SHORT PROBLEM :: Carry on the economics question-and-answer text about where value originates, picking up right after its last sentence.

In Austrian economics, the theory of imputation refers to the idea that prices of the factors of production are determined, to a large extent, by the value that consumers perceive the final good or service to have, where this value then "filters backwards" to determine the price of the factors of production.

For example, the price that consumers are willing to pay for bread determines, in turn, the prices of the factors of bread production, such as the raw ingredients and the labor of the baker.

My question then is: Where does the limiting factor lie? What I mean is, what gives the consumers the ability to pay for the bread in the first place, and what determines (in a macro way) the maximum amount that they are able to pay?

For example, is the produce of the agricultural sector the ultimate limiting factor? If the price of staple foods skyrockets, then consumers would be constrained to pay less for bread (assuming that bread is not one of those staples) and everything else? I guess what I'm trying to get at is where in the economy does value ultimately originate? I could be wrong, but it seems like everything else in economics is a rearrangement of that initial, original value.

Another, better example:

Consider a two-product economy in an island, consisting of fish and coconuts. Assume that fish is essential for survival while coconuts are a non-essential, and therefore a luxury. Let's suppose Jack is good at fishing and gathers more fish than he needs while Jill gathers coconuts and has a surplus as well. For Jill, fish is essential. Let's say she exchanges 10 coconuts for one fish. Despite the fact that she has some bargaining power, ultimately, every economic activity on that island is fundamentally dependent on fish. Therefore, it looks as if the number of fish caught is the limiting factor in that economy. It is only when there is a surplus of fish caught by Jack that this surplus can get re-arranged in other areas.

NOTE: Sorry if this question is not well-formed. I've been grappling with the best way to frame it. I would welcome any clarifying comments.


2 Answers 2


Where does value originate?

Value originated in subjective preferences of an individual. This is both the modern mainstream economic theory and the theory that is also part of Austrian school, since this theory has its origins in marginalist revolution lead by economists that are associated with Austrian school like Menger, together with other economists like Jevons and Walras (see Grant & Brue. History of Economic Thought 8ed).

To be more specific value originated from utility function individual has (which is mathematical representation of your ordinal (or in some subfields cardinal) preferences. Subjective value depends on marginal utility because it depends on how much of good $x$ you are already consuming. If you are in a desert with no water, a liter of water can have value of billion Euros, if you are drowning in lake of drinkable water and some water merchant offers you extra liter of water you won’t be willing to pay for it even a cent.

Hence value originates purely in the eye of individual, from the marginal value that individual has from consumption or use of some good and services.

My question then is: Where does the limiting factor lie? What I mean is, what gives the consumers the ability to pay for the bread in the first place, and what determines (in a macro way) the maximum amount that they are able to pay?

Entries from a point annotation set
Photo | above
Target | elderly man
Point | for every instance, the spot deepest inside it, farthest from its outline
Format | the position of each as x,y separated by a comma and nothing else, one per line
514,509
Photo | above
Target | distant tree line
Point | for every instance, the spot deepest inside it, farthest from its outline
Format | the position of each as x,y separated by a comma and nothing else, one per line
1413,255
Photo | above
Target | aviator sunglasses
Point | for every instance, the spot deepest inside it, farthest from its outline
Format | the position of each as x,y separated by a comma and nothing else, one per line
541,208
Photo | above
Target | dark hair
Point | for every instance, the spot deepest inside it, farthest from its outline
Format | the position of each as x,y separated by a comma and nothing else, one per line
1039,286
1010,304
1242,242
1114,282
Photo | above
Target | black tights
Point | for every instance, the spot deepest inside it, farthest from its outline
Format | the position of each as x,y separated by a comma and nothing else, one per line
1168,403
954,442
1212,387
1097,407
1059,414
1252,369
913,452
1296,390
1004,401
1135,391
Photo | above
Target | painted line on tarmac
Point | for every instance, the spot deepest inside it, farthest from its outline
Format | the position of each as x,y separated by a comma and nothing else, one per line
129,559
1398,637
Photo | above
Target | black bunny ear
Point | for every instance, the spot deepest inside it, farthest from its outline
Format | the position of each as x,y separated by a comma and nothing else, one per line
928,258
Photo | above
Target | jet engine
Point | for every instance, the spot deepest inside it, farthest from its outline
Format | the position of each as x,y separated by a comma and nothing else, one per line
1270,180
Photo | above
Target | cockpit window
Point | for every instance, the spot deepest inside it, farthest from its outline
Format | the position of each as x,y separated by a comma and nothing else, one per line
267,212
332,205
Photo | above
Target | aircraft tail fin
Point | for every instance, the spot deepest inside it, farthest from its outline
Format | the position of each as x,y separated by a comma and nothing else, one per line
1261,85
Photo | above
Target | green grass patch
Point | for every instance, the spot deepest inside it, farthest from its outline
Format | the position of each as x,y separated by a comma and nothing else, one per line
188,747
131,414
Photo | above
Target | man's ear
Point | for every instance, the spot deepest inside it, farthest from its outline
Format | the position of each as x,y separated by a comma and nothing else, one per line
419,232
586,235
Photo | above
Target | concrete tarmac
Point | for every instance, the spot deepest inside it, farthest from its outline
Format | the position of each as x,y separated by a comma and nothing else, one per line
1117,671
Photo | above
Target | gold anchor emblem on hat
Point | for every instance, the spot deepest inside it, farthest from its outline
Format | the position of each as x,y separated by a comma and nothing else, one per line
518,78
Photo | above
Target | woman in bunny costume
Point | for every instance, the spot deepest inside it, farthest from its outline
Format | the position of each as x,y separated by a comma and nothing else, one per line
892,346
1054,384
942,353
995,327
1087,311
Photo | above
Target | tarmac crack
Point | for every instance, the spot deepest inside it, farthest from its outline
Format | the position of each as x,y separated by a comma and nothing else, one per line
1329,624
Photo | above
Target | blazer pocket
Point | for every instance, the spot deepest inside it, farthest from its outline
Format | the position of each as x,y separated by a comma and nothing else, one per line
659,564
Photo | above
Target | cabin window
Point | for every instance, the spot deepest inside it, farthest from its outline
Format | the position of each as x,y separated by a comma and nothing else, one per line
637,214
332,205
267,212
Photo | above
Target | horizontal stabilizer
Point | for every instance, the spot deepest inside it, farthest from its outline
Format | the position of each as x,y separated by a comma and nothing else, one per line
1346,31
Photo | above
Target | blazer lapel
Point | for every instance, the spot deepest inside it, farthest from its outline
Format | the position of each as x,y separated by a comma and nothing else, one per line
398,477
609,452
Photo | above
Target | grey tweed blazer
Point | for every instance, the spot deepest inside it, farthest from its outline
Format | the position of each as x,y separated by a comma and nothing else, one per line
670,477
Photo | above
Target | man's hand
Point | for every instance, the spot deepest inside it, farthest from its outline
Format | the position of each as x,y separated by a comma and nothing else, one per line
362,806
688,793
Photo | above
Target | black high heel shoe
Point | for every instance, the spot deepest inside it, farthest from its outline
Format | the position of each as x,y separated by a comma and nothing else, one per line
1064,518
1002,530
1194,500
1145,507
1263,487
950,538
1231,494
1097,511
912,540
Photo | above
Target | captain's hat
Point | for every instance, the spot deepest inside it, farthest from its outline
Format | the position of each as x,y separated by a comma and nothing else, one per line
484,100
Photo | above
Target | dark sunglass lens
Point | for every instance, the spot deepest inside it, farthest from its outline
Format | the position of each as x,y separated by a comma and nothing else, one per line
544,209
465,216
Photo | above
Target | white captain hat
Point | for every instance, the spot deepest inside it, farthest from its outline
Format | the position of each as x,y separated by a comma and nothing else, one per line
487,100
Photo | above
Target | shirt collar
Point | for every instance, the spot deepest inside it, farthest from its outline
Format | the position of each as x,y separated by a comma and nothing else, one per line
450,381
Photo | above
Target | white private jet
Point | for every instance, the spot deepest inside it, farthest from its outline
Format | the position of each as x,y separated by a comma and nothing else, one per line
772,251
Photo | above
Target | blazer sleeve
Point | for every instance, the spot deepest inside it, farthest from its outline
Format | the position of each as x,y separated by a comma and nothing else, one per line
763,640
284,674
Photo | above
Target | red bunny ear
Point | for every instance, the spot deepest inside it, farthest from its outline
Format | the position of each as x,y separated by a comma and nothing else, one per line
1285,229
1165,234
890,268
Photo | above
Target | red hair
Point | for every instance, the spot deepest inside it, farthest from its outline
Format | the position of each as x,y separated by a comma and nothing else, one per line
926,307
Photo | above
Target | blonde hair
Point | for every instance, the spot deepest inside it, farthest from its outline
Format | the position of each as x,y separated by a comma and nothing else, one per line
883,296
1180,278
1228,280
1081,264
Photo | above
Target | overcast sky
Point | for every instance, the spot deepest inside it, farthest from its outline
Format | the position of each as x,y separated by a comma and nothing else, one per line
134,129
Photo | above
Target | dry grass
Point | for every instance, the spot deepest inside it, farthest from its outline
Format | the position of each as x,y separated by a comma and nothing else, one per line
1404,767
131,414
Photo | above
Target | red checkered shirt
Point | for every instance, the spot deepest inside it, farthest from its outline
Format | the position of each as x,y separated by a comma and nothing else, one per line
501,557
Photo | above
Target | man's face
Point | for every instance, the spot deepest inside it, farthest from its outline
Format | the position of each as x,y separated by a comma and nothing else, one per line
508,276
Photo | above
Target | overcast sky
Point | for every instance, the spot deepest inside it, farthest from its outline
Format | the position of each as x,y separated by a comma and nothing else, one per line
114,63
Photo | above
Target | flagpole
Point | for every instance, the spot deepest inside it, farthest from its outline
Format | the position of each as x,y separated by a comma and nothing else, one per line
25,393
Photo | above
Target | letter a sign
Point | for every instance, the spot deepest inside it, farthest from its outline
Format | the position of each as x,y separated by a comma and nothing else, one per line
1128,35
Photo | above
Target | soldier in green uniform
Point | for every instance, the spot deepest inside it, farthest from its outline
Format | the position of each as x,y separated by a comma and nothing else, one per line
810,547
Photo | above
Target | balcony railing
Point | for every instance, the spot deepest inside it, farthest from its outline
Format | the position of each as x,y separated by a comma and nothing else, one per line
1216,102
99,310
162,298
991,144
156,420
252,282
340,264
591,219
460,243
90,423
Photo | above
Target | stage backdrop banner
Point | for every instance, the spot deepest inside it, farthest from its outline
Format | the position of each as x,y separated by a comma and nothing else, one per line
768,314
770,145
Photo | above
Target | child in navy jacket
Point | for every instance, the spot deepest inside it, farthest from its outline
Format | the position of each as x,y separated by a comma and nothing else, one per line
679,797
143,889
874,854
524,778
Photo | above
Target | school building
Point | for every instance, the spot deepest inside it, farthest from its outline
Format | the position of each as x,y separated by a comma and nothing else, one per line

THE RESPONSE ::
You are mixing multiple concepts here ability to pay has nothing to do with actual value. You can value something but not being able to purchase it with your income.

Let’s break your question down:

Where does the limiting factor lie?

Answer here will depend on exact utility function. For well-behaved utility which is increasing but has declining marginal value (i.e $U’>0, U’’<0$) the maximum value of good will occur when you move from having zero units of the good to having one unit of a good. Value of the good would just decline moving from that point on. However, this is not necessarily universal truth because people can have various non-well behaved utility function where maximum value occurs at some specific quantity.

If you want to discuss price, which should not be confused with value, then maximum price can be derived from the marginal utility. From marginal utility, combined with individual’s budget constraint which depends on income and prices you can derive individual’s demand, and from individual demand person’s willingness to pay (i.e. maximum price they are willing to pay for certain quantity).

This should not be confused with value. Although it’s true that someone would not pay price higher than value for some good, some can pay price lower than their value for some good, and in addition demand and willingness to pay depends also on person’s income whereas value person places on some good does not depend directly on income, but on marginal utility.

what gives the consumers the ability to pay for the bread in the first place and what determines (in a macro way) the maximum amount that they are able to pay?

What gives people ability to buy things is production. Society’s income is society’s production. Macroeconomically, in a closed economy:

$$f(.) =Y= C+ I +G$$

Production of society $f(.)$ which depends on factors of production such as labor or capital or land is by definition income of the society $Y$, and this income can be used to finance consumption spending ($C$), investment spending ($I$) or government spending, net of transfers that just shuffle output around ($G$). In open economy you could also add spending on net exports.

Hence what gives consumers (in aggregate) the ability to pay for things is how much society produces. If society produces only 100 loafs of bread then consumers will be able to only purchase 100 loafs of bread, at maximum, irrespective of how much they value bread. Prices in equilibrium will adjust so the bread market clears so prices will be just set to whatever number allows this consumption. If people do not value bread enough to buy so many loafs of bread output and prices will eventually adjust to reflect that in equilibrium.

A simple illustration of this is closed Robinson Crusoe economy. Value, income and even relative prices can exist even in one person’s economy. For example, if Robinson Crusoe can either fish or collect coconuts and he is faster at collecting so that he has choice to either catch one fish per hour or collect two coconuts, price of fish is 2 coconuts and price of coconut is 1/2 of fish.

If he decides to focus only on fish and works 10 hours of day his income is 10 fish and this 10 fish income enables him to have maximum 10 fish consumer spending or he could have consumer spending of 5fish and save another 5 fish as inventory investment so next day he can craft capital (net, fishing rod).

The value of a fish will depend on Robinsons marginal utility. If Robinson’s utility is given by: $U=x^{0.5}$ where $x$ is amount of fish he consumes, then when he eats 10 fish he values a fish at approximately 3.14 utils. We can convert this to terms of money using money metric indirect utility function, but it would be bit time consuming and this answer is already very long so i will skip it, important result is that this value could be much higher than the value he actually paid in terms of fish just not lower.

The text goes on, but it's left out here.